Work required: Reproduce every entry exactly.

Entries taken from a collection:
• • • • •

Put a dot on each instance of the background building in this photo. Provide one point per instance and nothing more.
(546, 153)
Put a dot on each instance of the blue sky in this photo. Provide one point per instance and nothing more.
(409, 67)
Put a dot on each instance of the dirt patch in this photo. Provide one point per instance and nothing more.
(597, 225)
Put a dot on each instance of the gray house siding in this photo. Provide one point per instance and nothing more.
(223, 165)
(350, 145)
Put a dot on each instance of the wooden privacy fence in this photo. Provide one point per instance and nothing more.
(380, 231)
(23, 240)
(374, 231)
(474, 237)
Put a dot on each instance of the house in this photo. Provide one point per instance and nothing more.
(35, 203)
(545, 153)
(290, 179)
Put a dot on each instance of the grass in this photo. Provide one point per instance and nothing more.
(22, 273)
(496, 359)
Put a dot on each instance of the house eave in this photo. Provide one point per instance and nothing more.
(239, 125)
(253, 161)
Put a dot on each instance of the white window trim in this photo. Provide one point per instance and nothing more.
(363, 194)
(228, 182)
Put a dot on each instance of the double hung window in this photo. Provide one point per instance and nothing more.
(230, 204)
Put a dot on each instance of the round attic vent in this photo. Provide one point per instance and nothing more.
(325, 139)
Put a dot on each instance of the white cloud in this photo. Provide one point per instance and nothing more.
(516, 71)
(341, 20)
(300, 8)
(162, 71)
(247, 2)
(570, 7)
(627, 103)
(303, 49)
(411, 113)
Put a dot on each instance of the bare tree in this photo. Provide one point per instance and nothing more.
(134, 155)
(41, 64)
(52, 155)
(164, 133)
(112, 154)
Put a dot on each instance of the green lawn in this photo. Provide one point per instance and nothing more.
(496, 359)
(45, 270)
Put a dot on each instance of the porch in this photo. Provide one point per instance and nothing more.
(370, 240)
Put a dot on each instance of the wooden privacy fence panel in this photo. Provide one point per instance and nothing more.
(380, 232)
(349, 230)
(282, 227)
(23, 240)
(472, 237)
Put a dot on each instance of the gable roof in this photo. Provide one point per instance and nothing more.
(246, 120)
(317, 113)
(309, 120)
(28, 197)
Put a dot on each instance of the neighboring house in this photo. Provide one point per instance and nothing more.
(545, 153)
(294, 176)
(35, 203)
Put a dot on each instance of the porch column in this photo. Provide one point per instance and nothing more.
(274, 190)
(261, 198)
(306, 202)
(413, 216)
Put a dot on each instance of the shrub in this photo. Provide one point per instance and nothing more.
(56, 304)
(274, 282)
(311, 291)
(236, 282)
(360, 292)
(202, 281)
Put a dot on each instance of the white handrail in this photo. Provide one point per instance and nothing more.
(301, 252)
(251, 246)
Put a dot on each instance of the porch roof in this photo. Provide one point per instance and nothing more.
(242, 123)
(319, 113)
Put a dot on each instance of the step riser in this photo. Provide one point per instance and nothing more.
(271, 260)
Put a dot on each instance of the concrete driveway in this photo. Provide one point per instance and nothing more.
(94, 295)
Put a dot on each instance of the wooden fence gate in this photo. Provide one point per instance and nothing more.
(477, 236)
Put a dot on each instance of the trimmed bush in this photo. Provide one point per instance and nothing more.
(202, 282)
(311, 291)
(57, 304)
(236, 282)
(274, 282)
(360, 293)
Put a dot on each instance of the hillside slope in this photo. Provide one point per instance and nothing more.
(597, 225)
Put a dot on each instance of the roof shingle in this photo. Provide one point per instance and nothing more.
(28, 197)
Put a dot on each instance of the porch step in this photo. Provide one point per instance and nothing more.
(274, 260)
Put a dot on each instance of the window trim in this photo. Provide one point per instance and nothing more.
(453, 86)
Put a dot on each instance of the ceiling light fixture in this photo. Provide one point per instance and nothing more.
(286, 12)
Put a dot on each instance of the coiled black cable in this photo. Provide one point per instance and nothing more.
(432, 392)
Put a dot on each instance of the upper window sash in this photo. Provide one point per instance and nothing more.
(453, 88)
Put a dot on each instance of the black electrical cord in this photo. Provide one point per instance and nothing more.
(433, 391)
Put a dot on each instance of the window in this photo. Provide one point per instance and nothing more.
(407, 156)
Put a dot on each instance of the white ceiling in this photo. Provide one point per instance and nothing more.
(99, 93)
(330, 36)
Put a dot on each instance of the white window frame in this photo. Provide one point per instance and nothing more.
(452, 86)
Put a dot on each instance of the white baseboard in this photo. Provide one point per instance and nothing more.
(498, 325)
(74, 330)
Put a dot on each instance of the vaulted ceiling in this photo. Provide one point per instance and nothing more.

• • • • •

The solution:
Put a dot on each instance of the background building in this photo. Provide one point per instance and nothing more.
(546, 153)
Put a dot on each instance of the blue sky in this photo. Provide one point per instance and nothing more.
(409, 67)
Put a dot on each instance of the dirt patch in this photo. Provide one point per instance and nothing more.
(597, 225)
Put a dot on each instance of the gray house siding in this photo. Provide one point per instance and nothing more.
(223, 165)
(350, 145)
Put a dot on each instance of the wooden privacy fence in this photo. Provide one point per instance and nothing more.
(380, 231)
(23, 240)
(374, 231)
(474, 237)
Put a dot on each instance of the house in this photo. Provide one point per instance and nothing more.
(35, 203)
(545, 153)
(290, 179)
Put a dot on each instance of the grass in this photo. Provide one point per instance and nothing more.
(22, 273)
(496, 359)
Put a dot on each instance of the house eave in this photo. Provide one point per instance and nothing more.
(239, 125)
(253, 161)
Put a dot on each instance of the white window trim in this photo. Provide one point per instance and nothing more.
(363, 194)
(228, 182)
Put a dot on each instance of the double hung window in this photo. Provide one point per instance and nothing more.
(230, 204)
Put a dot on each instance of the round attic vent in this photo. Provide one point per instance and nothing more.
(325, 139)
Put a dot on each instance of the white cloud in this photo. Provide one point per instance and nothing more.
(516, 71)
(341, 20)
(300, 8)
(162, 71)
(247, 2)
(570, 7)
(627, 103)
(303, 49)
(411, 113)
Put a dot on each instance of the bare tree in this photo. Provide one point per instance and nothing more.
(134, 155)
(41, 64)
(52, 155)
(164, 133)
(112, 154)
Put a dot on each instance of the green lawn in this photo. Provide one point per instance and nothing more.
(496, 359)
(45, 270)
Put a dot on each instance of the porch in this photo. Provide one point per instance and nothing more.
(370, 240)
Put a dot on each instance of the wooden privacy fence panel in this photo. Provide one point per instance and nothing more.
(380, 232)
(349, 230)
(282, 227)
(23, 240)
(472, 237)
Put a dot on each instance of the gable roof in this photo. Provide one point per instance and nothing more.
(246, 120)
(317, 113)
(309, 120)
(28, 197)
Put a dot on each instance of the neighboring house in this photo. Provide one point per instance and nothing more.
(545, 153)
(294, 176)
(35, 203)
Put a dot on each instance of the porch column in this photo. Provide one point per instance and nothing more.
(274, 190)
(261, 198)
(306, 202)
(413, 216)
Put a dot on each instance of the shrub in this photo. Provide one point per instance and nothing more.
(56, 304)
(274, 282)
(311, 291)
(236, 282)
(360, 292)
(202, 281)
Put a dot on each instance of the white handrail in this photo. Provide one point per instance and nothing more.
(301, 252)
(251, 246)
Put a dot on each instance of the porch roof in this photo. Provide one point per instance and nothing more.
(242, 123)
(319, 113)
Put a dot on each instance of the step riser in this photo. Provide one point per instance and nothing more.
(271, 260)
Put a dot on each instance of the concrete driveway in this photo. Provide one point per instance and nothing more.
(94, 295)
Put a dot on each instance of the wooden fence gate in this photo. Provide one point per instance and nothing more.
(477, 236)
Put a dot on each instance of the trimmed bush in this photo. Provide one point per instance and nothing more.
(202, 282)
(311, 291)
(57, 304)
(236, 282)
(274, 282)
(360, 293)
Put a dot on each instance of the hillside slope in this photo. Provide one point per instance and nothing more.
(597, 225)
Put a dot on each instance of the roof shingle in this photo. Provide one point per instance and nothing more.
(28, 197)
Put a dot on each instance of the porch step in this photo. Provide one point per instance and nothing more.
(274, 260)
Put a dot on each instance of the window trim in this photo. Provide one point per instance and nothing more.
(453, 86)
Put a dot on each instance of the ceiling light fixture in this photo. Provide one point per instance and nothing more.
(286, 12)
Put a dot on each instance of the coiled black cable in this photo. Provide one point per instance and nothing more.
(432, 392)
Put a dot on each instance of the upper window sash in this photo. Provide one point per instance and nothing more.
(453, 88)
Put a dot on each instance of the black electrical cord in this photo. Provide one point per instance and nothing more.
(433, 391)
Put a dot on each instance of the window in this photo. Provide one point per instance and nothing more.
(407, 156)
Put a dot on each instance of the white ceiling in this photo. Provide one point per instance and nothing more.
(99, 93)
(330, 36)
Put a dot on each instance of the white window frame in this photo. Provide one point per instance and nothing more.
(452, 86)
Put a dot on each instance of the white baseboard in this photo. Provide one point per instance and nothing more.
(498, 325)
(74, 330)
Put a dot on each instance of the vaulted ceiling in this photo. Provide one point per instance and nothing more.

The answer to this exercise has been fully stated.